— start of Data records —
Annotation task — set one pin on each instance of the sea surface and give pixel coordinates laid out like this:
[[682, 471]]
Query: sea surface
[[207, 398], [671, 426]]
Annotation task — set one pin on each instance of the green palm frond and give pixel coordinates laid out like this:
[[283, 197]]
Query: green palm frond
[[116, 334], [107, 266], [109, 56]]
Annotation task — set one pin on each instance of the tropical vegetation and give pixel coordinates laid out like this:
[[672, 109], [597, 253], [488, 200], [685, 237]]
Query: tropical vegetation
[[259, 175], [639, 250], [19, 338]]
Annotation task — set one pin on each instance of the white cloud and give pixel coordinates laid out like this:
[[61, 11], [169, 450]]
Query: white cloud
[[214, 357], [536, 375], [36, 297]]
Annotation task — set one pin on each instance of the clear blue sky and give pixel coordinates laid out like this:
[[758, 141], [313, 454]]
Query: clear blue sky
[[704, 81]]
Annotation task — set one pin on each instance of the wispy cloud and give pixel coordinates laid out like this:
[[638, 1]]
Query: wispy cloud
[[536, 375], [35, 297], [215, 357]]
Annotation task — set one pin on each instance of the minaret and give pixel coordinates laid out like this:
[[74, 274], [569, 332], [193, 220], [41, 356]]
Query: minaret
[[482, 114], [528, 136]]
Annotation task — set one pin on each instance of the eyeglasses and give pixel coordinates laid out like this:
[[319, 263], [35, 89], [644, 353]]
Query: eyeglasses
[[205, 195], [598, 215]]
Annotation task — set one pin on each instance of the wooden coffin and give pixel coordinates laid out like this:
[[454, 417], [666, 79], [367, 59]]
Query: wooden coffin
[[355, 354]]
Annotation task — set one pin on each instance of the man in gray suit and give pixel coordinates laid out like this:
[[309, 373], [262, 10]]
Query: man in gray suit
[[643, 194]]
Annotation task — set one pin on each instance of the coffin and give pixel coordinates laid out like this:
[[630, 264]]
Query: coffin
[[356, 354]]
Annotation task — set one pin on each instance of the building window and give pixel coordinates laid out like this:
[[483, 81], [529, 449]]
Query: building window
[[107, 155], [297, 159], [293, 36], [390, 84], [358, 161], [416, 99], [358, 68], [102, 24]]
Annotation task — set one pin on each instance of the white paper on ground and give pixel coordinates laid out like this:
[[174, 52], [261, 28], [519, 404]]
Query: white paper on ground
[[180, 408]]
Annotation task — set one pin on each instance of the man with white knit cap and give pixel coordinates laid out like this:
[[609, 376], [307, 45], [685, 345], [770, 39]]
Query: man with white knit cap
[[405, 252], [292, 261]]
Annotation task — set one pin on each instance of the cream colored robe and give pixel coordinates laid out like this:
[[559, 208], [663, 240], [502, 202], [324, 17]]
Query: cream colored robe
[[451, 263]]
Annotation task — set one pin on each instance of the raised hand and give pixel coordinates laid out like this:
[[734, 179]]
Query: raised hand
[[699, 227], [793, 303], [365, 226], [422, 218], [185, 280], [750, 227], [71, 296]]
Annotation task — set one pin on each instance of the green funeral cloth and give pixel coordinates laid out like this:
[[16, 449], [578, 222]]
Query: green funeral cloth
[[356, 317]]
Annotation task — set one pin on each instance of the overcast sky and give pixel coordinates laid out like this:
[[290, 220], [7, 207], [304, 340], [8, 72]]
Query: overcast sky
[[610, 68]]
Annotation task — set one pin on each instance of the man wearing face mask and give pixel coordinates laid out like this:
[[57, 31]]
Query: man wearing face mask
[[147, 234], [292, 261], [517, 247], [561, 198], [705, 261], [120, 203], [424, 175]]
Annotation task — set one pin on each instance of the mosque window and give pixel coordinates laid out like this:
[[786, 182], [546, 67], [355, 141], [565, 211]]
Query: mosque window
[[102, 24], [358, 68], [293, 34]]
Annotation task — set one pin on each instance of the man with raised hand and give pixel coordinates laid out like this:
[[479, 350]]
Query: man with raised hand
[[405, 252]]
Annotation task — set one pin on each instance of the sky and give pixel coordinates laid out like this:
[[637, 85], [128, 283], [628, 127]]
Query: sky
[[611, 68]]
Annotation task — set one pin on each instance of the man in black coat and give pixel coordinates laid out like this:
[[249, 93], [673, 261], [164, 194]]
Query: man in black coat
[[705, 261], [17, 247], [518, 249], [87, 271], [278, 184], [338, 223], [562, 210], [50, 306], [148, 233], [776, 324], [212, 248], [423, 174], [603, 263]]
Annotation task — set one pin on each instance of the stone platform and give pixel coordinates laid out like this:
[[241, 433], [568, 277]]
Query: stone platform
— end of Data records —
**Goal of the exercise:** Rewrite all of the data above, replacing "set one pin" with "place a single marker" and leaving everything else unchanged.

**Response:**
Annotation task — place a single marker on each instance of the sea surface and give pixel coordinates laid out like this:
[[682, 471]]
Query: sea surface
[[207, 398], [671, 426]]
Annotation task — place a single marker on each instance of the green palm frond and give pixel coordinates laid out like this:
[[283, 197]]
Query: green palm frond
[[116, 334], [107, 266], [109, 56]]
Annotation task — place a single marker on each instance of the tropical vegetation and give pixel coordinates laid out like this:
[[672, 109], [597, 253], [488, 200], [685, 237]]
Query: tropical vegetation
[[259, 175], [639, 250], [19, 338]]
Annotation task — place a single marker on each instance of the white cloud and give pixel coordinates laid out like this:
[[61, 11], [169, 450]]
Query: white cloud
[[214, 357], [536, 375], [36, 297]]
Annotation task — place a single marker on each instance of the clear blue sky and give pixel coordinates laid out like this:
[[758, 141], [313, 454]]
Query: clear blue sky
[[704, 81]]
Annotation task — place a single marker on each instance of the wispy cloud and give pixel coordinates laid out like this:
[[638, 1]]
Query: wispy cloud
[[536, 375], [35, 297], [215, 357]]
Annotation task — place a single marker on each instance of the minaret and give pixel coordinates laid out like this:
[[74, 274], [569, 332], [193, 220], [41, 356]]
Query: minaret
[[482, 114], [528, 136]]
Annotation task — place a single marker on each instance of the eyeglasses and give pixel coordinates laid out like this:
[[319, 263], [35, 89], [644, 353]]
Query: eyeglasses
[[205, 195], [598, 215]]
Annotation task — place a single marker on each instance of the wooden coffin and give pixel coordinates laid out like this:
[[454, 417], [666, 79], [367, 59]]
Query: wooden coffin
[[355, 354]]
Annotation task — place a single marker on each instance of the man in gray suit and give pixel coordinates laid out like this:
[[309, 373], [262, 10]]
Query: man in gray suit
[[643, 194]]
Annotation task — place a single marker on each instance of the coffin and give pixel coordinates laid out like this:
[[630, 264]]
Query: coffin
[[356, 354]]
Annotation task — place a single marker on each instance of the building window and give pixel coordinates laid out like this:
[[483, 81], [529, 449]]
Query: building window
[[107, 155], [297, 159], [293, 36], [390, 84], [358, 161], [416, 99], [358, 68], [102, 24]]
Annotation task — place a single marker on each instance of the white paper on ground and give pixel coordinates laid out like this:
[[174, 52], [261, 28], [519, 404]]
Query: white paper on ground
[[180, 408]]
Annotation task — place a single marker on each instance of the man with white knit cap and give pixel coordinates laid out like this:
[[609, 376], [307, 45], [685, 345], [770, 39]]
Query: man with white knit cap
[[405, 252], [292, 261]]
Annotation task — place a single marker on each instance of the cream colored robe and give pixel coordinates laid out like this:
[[559, 208], [663, 240], [502, 202], [324, 17]]
Query: cream colored robe
[[451, 263]]
Annotation task — place a single marker on each instance of the raised hand and give pixel coordinates laid out like this:
[[734, 179]]
Query: raised hand
[[699, 227], [793, 303], [365, 226], [422, 218], [185, 280], [750, 227], [71, 296]]
Annotation task — place a single marker on each instance of the green funeral cloth and give pixel coordinates laid out like this:
[[16, 449], [578, 222]]
Query: green funeral cloth
[[356, 317]]
Annotation task — place a single marker on each instance of the overcast sky and give pixel coordinates laid out like this:
[[290, 220], [7, 207], [304, 340], [8, 72]]
Query: overcast sky
[[610, 68]]
Annotation task — place a single marker on each instance of the man wearing face mask and give pixel coordinates laid out like this:
[[57, 31]]
Query: man wearing face mask
[[147, 234], [292, 261], [517, 247], [561, 198], [705, 261], [120, 203], [424, 175]]
Annotation task — place a single marker on each instance of the mosque window and give pixel coordinates laid out like this:
[[786, 182], [546, 67], [355, 141], [565, 211]]
Query: mosque window
[[102, 24], [358, 68], [293, 34]]
Annotation task — place a single marker on each instance of the man with raised hand and give pixel coordinates laid out like this:
[[479, 350]]
Query: man with raised hand
[[405, 252]]
Annotation task — place a single marker on each instance of the sky and give pixel coordinates laid out like this:
[[637, 85], [128, 283], [628, 127]]
Query: sky
[[611, 68]]
Annotation task — place a single marker on each instance of the man in black coat and give pixel coordinates laid out like this:
[[249, 93], [673, 261], [164, 194]]
Query: man in black coat
[[705, 261], [17, 247], [518, 249], [87, 271], [278, 184], [338, 223], [562, 210], [50, 306], [148, 233], [776, 324], [212, 248], [423, 174], [603, 263]]
Annotation task — place a single marker on each instance of the stone platform and give pixel coordinates laid out like this:
[[241, 433], [568, 277]]
Query: stone platform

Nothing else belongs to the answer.